In such embodiments, one or more blocking agents, including but not
limited to cement, mortar, concrete, liquid sulphur, blocking
polymers, wax, clays etc. may be introduced into the trench so that
the trench provides reduced permeability relative to the formation.
Such reduced permeability may be effective for restricting the
ingress of water from water saturated zones into the formation, for
restricting the loss of injectants (such as steam) to low pressure
"thief" zones in a formation, or for a variety of other
purposes.
BRIEF DESCRIPTION OF DRAWINGS
[0084] Embodiments of the invention will now be described with
reference to the accompanying drawings, in which:
[0085] FIGS. 1A-1D are schematic end elevation views of four
exemplary configurations of a System according to the invention,
including a SAGD well pair and a trench.
[0086] FIGS. 2A-2C are schematic side elevation views of three
exemplary system configurations according to the invention,
including a SAGD well pair and a trench.
[0087] FIG. 3 is a graph of cumulative oil recovery for a SAGD well
pair as a function of time from a 2D simulation model, comparing
cumulative oil recovery for a system including a trench extending
through a permeability barrier and cumulative oil recovery without
a trench.
------------------------
EXERCISE SET>
1) From the patent excerpt, extract the passage that starts at the words "In such embodiments, one" and ends after the words "to the formation.".
2) Copy every line of the listing that follows, word for word.
The patent excerpt and the listing that comes after it are unrelated.

RECORDS FOR THIS EXERCISE>
------------------------
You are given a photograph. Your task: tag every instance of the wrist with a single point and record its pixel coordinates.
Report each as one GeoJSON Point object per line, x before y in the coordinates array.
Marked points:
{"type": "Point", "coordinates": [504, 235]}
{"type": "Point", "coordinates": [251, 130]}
------------------------
LIST OF SOLUTIONS>
1)
In such embodiments, one or more blocking agents, including but not
limited to cement, mortar, concrete, liquid sulphur, blocking
polymers, wax, clays etc. may be introduced into the trench so that
the trench provides reduced permeability relative to the formation.

2)
You are given a photograph. Your task: tag every instance of the wrist with a single point and record its pixel coordinates.
Report each as one GeoJSON Point object per line, x before y in the coordinates array.
Marked points:
{"type": "Point", "coordinates": [504, 235]}
{"type": "Point", "coordinates": [251, 130]}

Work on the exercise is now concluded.